PROBLEM DESCRIPTION — Please state how many lines of the records below contain the string "rear", treating uppercase and lowercase as different. Reply with the number alone.

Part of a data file
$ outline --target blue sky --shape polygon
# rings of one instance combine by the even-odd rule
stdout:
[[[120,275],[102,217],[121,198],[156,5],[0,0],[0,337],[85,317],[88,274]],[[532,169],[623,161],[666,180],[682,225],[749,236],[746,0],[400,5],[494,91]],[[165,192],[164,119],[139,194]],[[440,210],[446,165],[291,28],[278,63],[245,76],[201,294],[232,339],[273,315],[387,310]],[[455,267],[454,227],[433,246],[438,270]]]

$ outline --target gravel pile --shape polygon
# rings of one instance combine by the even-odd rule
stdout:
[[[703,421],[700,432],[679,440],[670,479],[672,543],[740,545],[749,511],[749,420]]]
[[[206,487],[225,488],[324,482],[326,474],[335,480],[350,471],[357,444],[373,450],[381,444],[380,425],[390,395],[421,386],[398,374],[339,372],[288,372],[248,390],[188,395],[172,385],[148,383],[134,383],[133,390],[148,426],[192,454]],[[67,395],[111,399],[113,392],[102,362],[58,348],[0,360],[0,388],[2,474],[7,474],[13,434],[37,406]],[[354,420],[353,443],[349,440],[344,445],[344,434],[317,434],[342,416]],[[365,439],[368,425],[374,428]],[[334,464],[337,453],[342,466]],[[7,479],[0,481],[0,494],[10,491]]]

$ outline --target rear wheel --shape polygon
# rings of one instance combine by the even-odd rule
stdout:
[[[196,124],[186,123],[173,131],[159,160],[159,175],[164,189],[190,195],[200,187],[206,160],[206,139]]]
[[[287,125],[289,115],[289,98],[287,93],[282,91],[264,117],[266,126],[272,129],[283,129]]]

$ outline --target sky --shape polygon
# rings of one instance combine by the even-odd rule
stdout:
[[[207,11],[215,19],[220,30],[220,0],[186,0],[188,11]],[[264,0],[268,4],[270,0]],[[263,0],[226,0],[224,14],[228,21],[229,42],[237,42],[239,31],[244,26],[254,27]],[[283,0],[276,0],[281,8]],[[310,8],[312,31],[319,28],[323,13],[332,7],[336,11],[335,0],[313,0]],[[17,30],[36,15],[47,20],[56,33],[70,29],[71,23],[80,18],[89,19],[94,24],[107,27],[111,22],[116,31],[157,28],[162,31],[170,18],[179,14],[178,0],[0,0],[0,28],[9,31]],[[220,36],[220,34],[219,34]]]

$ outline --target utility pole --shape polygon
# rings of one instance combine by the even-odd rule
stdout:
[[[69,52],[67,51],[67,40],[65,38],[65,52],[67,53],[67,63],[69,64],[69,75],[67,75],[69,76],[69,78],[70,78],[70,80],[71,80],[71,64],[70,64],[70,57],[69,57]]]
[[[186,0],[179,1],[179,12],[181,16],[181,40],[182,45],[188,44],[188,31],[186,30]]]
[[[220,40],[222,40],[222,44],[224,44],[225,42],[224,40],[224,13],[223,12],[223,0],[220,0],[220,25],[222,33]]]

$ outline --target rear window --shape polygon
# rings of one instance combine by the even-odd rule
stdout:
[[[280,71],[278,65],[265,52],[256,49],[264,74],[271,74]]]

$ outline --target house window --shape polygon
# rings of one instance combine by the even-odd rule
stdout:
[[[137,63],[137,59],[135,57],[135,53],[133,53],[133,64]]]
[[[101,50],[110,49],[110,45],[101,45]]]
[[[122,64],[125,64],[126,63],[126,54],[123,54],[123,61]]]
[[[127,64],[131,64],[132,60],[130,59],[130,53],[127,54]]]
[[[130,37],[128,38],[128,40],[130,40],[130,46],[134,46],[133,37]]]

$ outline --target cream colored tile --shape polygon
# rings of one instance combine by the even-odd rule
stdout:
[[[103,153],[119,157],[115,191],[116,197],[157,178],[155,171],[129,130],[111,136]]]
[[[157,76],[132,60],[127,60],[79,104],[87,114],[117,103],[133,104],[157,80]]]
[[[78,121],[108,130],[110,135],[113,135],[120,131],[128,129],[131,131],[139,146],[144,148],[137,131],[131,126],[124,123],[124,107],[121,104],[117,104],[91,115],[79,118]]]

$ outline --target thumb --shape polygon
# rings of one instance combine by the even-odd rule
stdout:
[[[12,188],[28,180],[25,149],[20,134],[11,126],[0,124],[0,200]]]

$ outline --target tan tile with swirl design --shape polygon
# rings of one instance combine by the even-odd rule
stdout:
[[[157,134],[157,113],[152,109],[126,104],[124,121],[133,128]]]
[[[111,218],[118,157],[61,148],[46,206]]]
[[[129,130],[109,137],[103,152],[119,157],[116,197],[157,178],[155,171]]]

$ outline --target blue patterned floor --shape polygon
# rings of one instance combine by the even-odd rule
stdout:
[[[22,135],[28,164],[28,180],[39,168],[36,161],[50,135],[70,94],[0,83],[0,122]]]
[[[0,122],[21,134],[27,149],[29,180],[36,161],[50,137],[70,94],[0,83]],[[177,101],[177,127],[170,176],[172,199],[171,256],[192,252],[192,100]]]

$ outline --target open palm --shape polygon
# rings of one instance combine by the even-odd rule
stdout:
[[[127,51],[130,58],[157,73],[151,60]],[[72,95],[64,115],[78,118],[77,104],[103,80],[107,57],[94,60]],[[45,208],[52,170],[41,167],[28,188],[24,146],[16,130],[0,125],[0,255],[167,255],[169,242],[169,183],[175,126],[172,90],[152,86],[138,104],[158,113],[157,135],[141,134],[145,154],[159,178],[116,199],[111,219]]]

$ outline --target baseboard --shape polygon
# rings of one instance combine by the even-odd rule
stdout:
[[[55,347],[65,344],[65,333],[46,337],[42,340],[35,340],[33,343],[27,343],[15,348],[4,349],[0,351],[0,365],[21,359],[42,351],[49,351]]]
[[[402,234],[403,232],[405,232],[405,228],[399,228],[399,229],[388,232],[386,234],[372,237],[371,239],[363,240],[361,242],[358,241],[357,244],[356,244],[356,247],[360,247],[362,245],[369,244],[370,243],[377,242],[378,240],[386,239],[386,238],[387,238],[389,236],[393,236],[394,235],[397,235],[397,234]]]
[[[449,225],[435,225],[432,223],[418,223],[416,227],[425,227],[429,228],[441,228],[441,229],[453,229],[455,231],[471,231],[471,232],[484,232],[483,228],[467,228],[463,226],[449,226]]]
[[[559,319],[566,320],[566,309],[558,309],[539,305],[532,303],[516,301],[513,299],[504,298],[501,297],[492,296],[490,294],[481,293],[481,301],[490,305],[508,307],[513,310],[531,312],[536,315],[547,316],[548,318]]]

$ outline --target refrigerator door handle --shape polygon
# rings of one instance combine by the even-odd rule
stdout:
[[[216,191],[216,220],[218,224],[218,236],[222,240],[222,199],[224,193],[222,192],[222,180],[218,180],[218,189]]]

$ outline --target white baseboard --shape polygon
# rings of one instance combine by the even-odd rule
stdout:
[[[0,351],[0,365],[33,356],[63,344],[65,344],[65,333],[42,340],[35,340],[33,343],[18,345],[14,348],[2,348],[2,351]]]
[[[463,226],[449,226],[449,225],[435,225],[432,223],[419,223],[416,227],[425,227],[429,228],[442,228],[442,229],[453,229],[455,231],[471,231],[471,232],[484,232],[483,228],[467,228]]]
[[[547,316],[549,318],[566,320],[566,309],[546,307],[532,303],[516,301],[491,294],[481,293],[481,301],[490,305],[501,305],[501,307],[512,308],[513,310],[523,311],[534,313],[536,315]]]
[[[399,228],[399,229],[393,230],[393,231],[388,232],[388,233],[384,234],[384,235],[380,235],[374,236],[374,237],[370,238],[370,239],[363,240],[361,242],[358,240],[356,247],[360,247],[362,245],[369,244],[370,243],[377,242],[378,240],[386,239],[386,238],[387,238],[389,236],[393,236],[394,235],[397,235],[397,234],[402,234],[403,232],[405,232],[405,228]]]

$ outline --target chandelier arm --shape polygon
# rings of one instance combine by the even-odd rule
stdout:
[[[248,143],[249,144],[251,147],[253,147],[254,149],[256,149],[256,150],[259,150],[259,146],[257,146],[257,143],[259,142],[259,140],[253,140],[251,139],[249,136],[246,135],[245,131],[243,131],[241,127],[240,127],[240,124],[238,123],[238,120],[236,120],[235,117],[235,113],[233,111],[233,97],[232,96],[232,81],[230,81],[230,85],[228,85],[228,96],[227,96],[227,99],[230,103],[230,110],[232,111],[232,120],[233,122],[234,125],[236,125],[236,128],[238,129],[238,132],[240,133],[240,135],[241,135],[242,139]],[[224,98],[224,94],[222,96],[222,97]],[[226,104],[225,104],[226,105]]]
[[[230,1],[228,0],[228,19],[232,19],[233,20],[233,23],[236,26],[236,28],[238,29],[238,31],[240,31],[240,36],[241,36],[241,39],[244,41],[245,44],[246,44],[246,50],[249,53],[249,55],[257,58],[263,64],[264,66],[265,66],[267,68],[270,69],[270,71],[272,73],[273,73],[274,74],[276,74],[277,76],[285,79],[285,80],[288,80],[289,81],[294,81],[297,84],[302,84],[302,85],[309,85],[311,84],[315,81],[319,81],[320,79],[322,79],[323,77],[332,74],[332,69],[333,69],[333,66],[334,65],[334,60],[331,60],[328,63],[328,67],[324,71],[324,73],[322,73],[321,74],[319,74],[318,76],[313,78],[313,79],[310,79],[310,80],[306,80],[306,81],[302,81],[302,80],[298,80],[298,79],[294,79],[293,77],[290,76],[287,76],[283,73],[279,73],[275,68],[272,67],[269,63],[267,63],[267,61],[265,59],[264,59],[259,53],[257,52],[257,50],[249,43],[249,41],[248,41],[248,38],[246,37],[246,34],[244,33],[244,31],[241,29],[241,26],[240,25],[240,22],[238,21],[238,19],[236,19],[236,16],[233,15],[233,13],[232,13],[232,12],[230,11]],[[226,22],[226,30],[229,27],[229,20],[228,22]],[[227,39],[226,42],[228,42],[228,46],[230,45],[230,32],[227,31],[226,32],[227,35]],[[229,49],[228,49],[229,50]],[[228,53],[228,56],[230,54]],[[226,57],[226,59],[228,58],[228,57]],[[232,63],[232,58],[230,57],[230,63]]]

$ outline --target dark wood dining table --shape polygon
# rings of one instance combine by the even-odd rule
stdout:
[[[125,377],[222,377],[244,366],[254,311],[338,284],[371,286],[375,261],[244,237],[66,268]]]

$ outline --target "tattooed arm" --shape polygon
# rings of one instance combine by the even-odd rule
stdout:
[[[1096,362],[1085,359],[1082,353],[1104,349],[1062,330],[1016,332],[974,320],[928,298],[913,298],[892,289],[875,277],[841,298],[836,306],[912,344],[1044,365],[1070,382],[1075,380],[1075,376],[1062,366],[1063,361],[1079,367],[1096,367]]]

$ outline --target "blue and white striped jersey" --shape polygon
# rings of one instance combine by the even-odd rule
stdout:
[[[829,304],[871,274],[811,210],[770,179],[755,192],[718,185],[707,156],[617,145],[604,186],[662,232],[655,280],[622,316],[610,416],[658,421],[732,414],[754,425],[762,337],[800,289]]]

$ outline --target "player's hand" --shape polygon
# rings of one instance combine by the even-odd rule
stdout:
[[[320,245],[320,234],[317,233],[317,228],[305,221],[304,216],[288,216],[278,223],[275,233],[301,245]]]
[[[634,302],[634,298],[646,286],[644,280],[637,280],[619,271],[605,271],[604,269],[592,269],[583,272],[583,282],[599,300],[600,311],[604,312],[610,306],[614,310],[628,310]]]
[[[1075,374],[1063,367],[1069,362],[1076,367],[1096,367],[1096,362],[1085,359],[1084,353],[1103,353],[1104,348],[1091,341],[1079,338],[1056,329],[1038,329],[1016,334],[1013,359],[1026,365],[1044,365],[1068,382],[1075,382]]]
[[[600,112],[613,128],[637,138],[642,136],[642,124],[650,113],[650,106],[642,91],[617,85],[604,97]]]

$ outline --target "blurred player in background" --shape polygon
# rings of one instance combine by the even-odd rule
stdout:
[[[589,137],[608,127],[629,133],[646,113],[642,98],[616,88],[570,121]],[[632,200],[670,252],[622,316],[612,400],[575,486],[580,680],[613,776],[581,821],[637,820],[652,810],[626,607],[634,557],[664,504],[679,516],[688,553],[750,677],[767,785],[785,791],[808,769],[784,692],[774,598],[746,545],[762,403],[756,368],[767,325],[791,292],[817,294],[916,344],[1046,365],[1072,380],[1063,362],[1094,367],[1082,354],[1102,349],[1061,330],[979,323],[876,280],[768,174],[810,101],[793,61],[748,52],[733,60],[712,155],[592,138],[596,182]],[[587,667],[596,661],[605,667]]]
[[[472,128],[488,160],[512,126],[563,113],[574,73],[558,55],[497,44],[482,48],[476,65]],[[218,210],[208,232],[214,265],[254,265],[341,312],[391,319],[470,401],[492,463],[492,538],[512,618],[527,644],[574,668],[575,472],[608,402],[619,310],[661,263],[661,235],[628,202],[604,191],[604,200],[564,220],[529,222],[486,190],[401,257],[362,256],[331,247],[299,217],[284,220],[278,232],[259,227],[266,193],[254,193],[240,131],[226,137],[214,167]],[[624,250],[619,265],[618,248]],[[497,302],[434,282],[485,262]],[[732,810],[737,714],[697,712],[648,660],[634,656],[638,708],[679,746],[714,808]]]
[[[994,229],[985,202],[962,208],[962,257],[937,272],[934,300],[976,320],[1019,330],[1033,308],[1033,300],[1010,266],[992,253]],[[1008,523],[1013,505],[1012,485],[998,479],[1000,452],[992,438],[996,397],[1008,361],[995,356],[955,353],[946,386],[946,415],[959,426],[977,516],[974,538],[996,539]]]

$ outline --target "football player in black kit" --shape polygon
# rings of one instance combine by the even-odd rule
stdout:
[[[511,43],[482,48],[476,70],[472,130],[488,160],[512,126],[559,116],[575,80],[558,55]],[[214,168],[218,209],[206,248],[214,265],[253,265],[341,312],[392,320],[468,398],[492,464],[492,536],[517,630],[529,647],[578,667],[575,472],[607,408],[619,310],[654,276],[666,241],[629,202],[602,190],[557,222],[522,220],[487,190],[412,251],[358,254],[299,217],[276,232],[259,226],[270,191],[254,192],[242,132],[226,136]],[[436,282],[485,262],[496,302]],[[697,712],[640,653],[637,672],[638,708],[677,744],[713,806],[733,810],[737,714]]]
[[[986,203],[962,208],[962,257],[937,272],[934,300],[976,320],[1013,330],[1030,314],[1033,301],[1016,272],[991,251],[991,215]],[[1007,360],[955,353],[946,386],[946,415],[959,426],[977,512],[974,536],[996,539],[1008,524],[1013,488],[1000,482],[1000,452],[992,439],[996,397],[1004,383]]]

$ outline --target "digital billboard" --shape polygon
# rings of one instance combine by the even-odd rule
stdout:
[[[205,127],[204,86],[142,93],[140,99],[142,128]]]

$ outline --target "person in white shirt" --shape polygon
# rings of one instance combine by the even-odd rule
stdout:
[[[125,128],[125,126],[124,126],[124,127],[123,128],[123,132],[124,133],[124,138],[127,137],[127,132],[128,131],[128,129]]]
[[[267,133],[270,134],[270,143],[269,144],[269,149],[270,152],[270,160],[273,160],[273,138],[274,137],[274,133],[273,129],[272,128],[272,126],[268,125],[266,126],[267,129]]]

CORRECT ANSWER — 2